» What you should do:
Please copy out the material below word for word, starting at the line that contains "window in the image above." and ending at the line that contains "[522,172,767,530]", with both of those lines included.

_____

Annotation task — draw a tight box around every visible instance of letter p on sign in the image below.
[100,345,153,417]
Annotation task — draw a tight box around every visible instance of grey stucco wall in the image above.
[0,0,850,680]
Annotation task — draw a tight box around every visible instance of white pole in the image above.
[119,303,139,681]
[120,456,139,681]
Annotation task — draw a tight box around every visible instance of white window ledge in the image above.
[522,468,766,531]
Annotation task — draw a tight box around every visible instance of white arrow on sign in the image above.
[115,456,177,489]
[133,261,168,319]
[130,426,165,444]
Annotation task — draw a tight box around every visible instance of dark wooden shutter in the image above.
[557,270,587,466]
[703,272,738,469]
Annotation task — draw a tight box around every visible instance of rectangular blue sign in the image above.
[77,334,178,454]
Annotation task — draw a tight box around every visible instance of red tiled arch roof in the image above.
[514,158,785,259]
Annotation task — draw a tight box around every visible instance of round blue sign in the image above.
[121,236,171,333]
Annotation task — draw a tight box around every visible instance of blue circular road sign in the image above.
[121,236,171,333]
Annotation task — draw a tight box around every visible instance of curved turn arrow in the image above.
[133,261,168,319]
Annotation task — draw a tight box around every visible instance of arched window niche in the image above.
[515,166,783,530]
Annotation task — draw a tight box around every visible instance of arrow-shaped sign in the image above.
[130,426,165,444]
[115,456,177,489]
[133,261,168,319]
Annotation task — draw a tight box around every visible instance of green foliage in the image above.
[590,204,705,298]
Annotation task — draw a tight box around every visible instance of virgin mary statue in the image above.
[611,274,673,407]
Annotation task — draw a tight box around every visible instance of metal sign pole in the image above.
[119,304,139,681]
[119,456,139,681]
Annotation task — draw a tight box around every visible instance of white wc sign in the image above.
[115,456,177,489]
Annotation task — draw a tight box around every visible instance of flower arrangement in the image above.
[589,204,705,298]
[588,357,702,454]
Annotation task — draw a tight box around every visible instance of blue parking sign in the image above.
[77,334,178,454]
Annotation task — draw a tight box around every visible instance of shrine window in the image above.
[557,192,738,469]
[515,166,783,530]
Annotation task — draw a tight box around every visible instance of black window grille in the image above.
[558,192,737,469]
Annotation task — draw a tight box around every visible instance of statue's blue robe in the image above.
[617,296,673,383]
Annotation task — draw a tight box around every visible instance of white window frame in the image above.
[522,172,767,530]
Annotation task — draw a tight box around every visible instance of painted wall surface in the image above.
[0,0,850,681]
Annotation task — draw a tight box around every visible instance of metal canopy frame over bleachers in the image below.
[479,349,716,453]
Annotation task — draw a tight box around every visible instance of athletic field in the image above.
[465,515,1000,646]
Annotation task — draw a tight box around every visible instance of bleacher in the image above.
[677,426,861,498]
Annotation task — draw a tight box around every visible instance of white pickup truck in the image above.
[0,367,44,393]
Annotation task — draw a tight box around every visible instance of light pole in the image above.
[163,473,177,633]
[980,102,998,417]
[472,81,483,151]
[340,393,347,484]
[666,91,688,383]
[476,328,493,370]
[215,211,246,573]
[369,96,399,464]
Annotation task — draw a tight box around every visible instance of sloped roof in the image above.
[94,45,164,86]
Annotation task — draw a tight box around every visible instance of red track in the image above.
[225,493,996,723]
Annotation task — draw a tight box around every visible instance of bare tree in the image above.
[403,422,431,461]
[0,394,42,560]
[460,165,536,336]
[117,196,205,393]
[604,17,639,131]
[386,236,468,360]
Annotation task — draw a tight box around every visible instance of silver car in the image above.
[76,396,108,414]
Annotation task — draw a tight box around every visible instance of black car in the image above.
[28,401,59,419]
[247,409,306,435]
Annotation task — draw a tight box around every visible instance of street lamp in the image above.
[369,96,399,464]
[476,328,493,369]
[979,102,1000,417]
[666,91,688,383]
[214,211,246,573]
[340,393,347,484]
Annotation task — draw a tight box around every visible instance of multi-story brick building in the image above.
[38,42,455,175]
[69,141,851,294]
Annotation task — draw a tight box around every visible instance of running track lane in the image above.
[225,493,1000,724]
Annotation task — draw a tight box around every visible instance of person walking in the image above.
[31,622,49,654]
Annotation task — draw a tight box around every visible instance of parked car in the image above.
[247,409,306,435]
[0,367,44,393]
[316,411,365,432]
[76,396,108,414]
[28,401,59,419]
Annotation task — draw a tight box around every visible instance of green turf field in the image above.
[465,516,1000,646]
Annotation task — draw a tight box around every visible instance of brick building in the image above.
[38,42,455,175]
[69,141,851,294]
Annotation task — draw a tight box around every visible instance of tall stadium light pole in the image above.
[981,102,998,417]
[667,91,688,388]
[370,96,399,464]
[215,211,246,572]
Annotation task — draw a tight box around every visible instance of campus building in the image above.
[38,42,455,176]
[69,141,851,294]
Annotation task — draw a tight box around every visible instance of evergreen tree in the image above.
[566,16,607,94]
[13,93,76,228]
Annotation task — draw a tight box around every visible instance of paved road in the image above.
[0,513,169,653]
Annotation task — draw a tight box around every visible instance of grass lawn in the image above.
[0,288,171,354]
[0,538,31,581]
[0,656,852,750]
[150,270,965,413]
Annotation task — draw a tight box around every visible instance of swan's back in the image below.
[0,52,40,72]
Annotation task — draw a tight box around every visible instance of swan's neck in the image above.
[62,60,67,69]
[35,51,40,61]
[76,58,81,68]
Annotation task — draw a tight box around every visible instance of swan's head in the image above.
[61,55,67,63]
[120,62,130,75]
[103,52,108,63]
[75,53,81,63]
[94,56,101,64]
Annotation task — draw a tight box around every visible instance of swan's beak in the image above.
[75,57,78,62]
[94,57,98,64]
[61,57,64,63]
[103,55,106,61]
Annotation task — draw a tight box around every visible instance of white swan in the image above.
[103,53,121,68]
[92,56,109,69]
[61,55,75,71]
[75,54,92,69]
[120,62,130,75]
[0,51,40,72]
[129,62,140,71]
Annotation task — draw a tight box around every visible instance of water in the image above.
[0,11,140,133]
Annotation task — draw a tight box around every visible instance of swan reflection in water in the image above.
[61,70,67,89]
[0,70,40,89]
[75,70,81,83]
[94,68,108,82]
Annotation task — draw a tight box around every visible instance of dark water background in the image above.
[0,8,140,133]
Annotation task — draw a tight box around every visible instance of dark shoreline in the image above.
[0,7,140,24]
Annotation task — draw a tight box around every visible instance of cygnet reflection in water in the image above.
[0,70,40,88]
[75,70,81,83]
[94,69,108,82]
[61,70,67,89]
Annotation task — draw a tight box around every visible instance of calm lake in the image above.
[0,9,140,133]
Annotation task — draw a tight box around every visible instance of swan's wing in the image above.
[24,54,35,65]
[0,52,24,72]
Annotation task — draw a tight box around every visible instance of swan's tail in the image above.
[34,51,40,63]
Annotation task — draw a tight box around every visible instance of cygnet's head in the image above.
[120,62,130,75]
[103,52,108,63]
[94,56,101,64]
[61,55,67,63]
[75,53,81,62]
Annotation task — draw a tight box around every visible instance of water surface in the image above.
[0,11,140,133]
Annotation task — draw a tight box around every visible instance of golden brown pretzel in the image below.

_____

» Solution:
Annotation task — draw a tight box around every visible instance of shrine window in the image above.
[557,192,738,469]
[515,166,783,530]
Annotation task — draw a tight box around every visible instance of black window grille in the image above.
[558,192,737,469]
Annotation task — draw a tight box around every visible instance of statue's blue robe in the image above.
[617,296,673,383]
Annotation task — draw a tight box around every visible instance of white window frame in the image above.
[522,172,767,530]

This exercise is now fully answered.